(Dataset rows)
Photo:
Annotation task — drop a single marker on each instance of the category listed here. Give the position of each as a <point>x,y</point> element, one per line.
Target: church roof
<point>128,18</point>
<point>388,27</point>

▶ **The task**
Rewrite the listing with "marker" changed to "dot" and everything else left as it is.

▶ **Exercise response**
Photo:
Annotation task — drop a single dot on each instance of the category listed here. Give the position of each as a <point>x,y</point> element, one per line.
Target: church roof
<point>128,18</point>
<point>388,27</point>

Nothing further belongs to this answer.